Keep only the lines of the data below that contain "branch", and copy them.

=-=-=-=-=

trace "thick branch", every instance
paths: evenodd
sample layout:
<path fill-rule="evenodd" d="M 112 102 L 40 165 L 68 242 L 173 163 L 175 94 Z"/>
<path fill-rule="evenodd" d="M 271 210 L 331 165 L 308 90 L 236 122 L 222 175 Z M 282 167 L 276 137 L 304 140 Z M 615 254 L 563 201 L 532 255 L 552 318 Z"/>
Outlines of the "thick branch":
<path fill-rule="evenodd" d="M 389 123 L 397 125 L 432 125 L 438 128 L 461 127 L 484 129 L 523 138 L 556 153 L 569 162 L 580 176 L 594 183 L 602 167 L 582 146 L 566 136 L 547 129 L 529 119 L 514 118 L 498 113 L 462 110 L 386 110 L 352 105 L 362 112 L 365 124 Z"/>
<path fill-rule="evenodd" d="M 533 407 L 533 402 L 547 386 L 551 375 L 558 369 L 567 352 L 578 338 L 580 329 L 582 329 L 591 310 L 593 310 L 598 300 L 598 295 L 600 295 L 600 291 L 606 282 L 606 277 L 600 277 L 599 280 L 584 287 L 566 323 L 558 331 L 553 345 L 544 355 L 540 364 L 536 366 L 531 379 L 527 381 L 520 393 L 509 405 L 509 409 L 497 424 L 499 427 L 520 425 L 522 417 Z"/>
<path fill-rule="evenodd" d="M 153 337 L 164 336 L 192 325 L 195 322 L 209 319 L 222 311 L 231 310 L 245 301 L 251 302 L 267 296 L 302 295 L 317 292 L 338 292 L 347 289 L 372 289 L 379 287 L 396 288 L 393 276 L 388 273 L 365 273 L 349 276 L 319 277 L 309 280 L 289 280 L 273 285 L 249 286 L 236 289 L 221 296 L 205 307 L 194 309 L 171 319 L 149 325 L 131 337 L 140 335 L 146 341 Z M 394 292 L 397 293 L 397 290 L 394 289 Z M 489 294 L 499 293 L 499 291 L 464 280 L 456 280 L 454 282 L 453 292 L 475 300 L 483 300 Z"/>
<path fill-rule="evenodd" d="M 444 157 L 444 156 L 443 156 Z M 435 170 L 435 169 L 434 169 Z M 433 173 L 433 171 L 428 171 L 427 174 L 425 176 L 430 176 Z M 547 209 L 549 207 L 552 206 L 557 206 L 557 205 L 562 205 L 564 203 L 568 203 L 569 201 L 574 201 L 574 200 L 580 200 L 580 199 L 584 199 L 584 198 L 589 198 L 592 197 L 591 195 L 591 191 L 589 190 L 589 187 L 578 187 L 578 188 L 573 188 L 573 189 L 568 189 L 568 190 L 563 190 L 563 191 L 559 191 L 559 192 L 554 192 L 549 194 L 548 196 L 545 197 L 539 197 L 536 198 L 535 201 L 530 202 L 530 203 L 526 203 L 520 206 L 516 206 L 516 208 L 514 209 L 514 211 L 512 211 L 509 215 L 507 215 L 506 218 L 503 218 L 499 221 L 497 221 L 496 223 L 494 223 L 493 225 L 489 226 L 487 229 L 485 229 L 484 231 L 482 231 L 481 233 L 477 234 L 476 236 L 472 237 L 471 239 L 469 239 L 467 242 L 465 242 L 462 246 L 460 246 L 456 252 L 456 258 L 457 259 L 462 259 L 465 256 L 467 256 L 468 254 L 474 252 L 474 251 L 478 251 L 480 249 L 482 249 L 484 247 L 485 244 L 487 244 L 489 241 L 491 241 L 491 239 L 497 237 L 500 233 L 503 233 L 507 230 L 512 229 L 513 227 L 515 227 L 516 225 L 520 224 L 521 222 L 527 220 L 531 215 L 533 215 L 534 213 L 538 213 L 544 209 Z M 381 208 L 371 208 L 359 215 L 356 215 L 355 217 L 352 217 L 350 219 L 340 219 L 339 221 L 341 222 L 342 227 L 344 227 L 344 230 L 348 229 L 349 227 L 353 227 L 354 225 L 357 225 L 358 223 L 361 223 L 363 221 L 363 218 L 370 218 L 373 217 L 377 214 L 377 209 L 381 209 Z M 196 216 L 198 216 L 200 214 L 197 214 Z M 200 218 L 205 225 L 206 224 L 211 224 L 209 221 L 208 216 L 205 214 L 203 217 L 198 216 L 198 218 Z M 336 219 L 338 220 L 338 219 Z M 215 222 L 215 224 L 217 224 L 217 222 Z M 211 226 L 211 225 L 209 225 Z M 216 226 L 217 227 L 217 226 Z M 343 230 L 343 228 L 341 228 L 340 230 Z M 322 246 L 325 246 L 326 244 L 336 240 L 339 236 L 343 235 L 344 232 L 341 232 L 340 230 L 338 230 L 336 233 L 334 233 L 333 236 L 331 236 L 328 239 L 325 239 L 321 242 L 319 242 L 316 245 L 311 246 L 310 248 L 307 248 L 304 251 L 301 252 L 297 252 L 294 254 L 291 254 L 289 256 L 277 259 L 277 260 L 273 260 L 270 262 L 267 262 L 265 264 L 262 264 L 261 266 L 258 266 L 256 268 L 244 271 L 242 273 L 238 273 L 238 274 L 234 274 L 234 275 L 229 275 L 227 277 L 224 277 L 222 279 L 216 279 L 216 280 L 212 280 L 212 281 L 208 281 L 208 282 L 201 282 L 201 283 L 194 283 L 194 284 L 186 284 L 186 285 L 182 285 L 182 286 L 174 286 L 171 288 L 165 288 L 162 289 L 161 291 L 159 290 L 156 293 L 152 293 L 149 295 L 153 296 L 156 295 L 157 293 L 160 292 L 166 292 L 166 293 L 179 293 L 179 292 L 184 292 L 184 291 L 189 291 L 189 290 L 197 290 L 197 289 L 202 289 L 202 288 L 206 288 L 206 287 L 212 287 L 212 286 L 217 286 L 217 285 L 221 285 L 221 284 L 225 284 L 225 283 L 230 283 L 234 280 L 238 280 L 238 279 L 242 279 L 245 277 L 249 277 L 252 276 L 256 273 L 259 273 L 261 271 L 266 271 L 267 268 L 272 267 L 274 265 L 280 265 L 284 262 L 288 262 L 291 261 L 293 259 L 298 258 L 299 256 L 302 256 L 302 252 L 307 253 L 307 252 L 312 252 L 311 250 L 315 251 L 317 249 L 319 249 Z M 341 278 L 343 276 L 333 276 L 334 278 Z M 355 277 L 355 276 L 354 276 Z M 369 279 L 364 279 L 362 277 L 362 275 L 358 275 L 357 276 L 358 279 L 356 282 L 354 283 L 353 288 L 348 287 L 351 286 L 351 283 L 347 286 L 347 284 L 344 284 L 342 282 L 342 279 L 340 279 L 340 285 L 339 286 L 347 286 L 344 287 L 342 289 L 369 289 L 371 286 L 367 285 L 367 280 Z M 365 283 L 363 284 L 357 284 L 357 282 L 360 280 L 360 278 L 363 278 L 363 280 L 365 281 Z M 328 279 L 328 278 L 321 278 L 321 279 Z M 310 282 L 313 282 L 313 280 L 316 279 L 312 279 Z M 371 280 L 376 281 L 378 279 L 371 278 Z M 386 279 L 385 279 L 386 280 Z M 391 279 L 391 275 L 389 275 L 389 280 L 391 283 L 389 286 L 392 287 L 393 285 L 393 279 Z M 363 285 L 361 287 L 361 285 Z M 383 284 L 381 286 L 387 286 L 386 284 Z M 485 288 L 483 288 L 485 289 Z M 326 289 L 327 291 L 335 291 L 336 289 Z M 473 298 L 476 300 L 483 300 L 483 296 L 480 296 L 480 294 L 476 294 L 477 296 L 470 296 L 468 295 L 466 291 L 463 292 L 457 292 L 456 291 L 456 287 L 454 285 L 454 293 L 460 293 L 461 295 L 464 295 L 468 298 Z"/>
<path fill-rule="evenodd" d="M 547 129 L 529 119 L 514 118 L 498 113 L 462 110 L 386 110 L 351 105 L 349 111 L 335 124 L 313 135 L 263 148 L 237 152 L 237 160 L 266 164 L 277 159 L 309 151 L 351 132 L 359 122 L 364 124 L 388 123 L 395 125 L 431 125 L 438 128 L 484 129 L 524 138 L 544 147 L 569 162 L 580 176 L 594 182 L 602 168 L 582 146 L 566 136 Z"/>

=-=-=-=-=

* **THE ANSWER**:
trace "thick branch", every instance
Outlines of the "thick branch":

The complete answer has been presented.